(Dataset entries)
Segment Open

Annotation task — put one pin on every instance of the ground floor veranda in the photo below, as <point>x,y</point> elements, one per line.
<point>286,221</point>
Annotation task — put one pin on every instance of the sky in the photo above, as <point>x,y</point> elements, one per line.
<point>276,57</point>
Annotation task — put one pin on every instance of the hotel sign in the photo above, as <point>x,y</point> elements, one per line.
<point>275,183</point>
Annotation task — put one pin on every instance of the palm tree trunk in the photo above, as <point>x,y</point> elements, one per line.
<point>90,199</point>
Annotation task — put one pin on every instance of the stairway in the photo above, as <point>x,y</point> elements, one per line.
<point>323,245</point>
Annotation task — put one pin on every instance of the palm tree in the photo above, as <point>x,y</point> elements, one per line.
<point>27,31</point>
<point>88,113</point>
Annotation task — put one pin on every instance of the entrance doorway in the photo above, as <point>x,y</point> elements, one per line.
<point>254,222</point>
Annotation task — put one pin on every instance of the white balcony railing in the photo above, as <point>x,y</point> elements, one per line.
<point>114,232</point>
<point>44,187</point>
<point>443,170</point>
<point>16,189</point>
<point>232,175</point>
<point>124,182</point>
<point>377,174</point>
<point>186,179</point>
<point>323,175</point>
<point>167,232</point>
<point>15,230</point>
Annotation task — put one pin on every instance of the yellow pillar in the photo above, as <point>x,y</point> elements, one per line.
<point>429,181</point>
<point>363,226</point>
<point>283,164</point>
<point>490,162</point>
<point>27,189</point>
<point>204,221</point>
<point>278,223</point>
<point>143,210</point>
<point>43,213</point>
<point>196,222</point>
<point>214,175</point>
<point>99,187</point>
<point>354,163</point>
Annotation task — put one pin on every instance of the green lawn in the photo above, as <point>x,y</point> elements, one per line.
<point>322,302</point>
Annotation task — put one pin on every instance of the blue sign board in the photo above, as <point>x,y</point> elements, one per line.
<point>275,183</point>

Segment Closed

> REQUIRED ACTION
Return all of the entries above exactly as they stand.

> FINISHED EXERCISE
Annotation task — put one pin on every instance of the ground floor veranda in the photo below, as <point>x,y</point> elements, one per line.
<point>286,221</point>
Annotation task — put one pin on every instance of the sky in the photo above, as <point>x,y</point> elements, one per line.
<point>276,57</point>
Annotation task — put one pin on every instance of the hotel sign in the photo above, as <point>x,y</point> elements, one per line.
<point>275,183</point>
Annotation task — put one pin on every instance of the palm tree trunk in the photo above, as <point>x,y</point> elements, one per line.
<point>90,199</point>
Annotation task — put one pin on every instance of the stairway in the photo above, as <point>x,y</point> elements, one per line.
<point>323,245</point>
Annotation task — put one pin on every instance of the palm tree in the photo above, as <point>x,y</point> elements, one per line.
<point>27,31</point>
<point>88,113</point>
Annotation task — put one pin on every instance of the entrance doorway in the photo above, as <point>x,y</point> elements, one per line.
<point>254,222</point>
Annotation task — put one pin on every instance of the white balcony railing in the photo above, as <point>x,y</point> elements, one per line.
<point>114,232</point>
<point>44,187</point>
<point>443,170</point>
<point>16,189</point>
<point>232,175</point>
<point>124,182</point>
<point>377,174</point>
<point>186,179</point>
<point>323,175</point>
<point>167,232</point>
<point>15,230</point>
Annotation task — put one pin on every instance of the yellow pillar in the photo above, as <point>x,y</point> elements, one per line.
<point>429,181</point>
<point>363,226</point>
<point>283,164</point>
<point>490,162</point>
<point>27,189</point>
<point>204,221</point>
<point>278,223</point>
<point>143,210</point>
<point>43,213</point>
<point>196,222</point>
<point>214,175</point>
<point>99,187</point>
<point>354,163</point>
Annotation task — put one pin on every instance of the green lawn in the photo above, as <point>x,y</point> elements, one per line.
<point>322,302</point>
Annotation task — put one pin on every instance of the blue sign board in the photo above, as <point>x,y</point> elements, one per line.
<point>275,183</point>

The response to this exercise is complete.